◆ Görev tanımı
Mehmed Akif'i anan metinde "Akif'in kalbi ölümüne" sözlerinden "bu meydana atılmaz." sözlerine kadar uzanan kısmı hiçbir değişiklik yapmadan aynen yazın.

◆ Seçilen bölüm

________________________

Mehmed Akif'i karlı bir kış günü, 26 Aralık 1936'da sessiz sadasız toprağa vermiştik. Bugün onu, ölümünün 16'ncı yıldönümünde her zamanki gibi hürmetle anıyoruz.
Akif'in kalbi ölümüne kadar din ve vatan aşkı ile çarptı. Temiz ve berrak bir türkçe ile millî manzaralarımızı, mahallî renklerimizi gözlerimiz önüne serdi. Bütün dikkati, titizliği ile güzel türkçemizin üzerine titredi. Arapca ve farsçaya gayet iyi hâkim olduğu halde arı ve duru Türkçeyi kullanması, Akif'in lehine kaydedilecek en mühim bir noktadır. Hayatı boyunca hürriyet, doğruluk, samimilik, vatanperverlik, adalet gibi insanî mefhumları savundu. Buna karşı, riyakârlık, münafıklık, atalet, cehalet ve zulme karşı cephe aldı. Memleketi uçuruma ve felâkete sürükliyen sebeblerin başında atalet ve cehaletin geldiğini şiirlerinde belirtmiştir:
Dünya koşuyorken yolun üstünde yatılmaz;
Davranmıyacak kimse bu meydana atılmaz.

________________________

◆ Sağlanan girdiler
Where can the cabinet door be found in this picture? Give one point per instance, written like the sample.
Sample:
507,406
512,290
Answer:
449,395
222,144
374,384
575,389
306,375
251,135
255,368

________________________

◆ Alıştırmanın çözümü
Akif'in kalbi ölümüne kadar din ve vatan aşkı ile çarptı. Temiz ve berrak bir türkçe ile millî manzaralarımızı, mahallî renklerimizi gözlerimiz önüne serdi. Bütün dikkati, titizliği ile güzel türkçemizin üzerine titredi. Arapca ve farsçaya gayet iyi hâkim olduğu halde arı ve duru Türkçeyi kullanması, Akif'in lehine kaydedilecek en mühim bir noktadır. Hayatı boyunca hürriyet, doğruluk, samimilik, vatanperverlik, adalet gibi insanî mefhumları savundu. Buna karşı, riyakârlık, münafıklık, atalet, cehalet ve zulme karşı cephe aldı. Memleketi uçuruma ve felâkete sürükliyen sebeblerin başında atalet ve cehaletin geldiğini şiirlerinde belirtmiştir:
Dünya koşuyorken yolun üstünde yatılmaz;
Davranmıyacak kimse bu meydana atılmaz.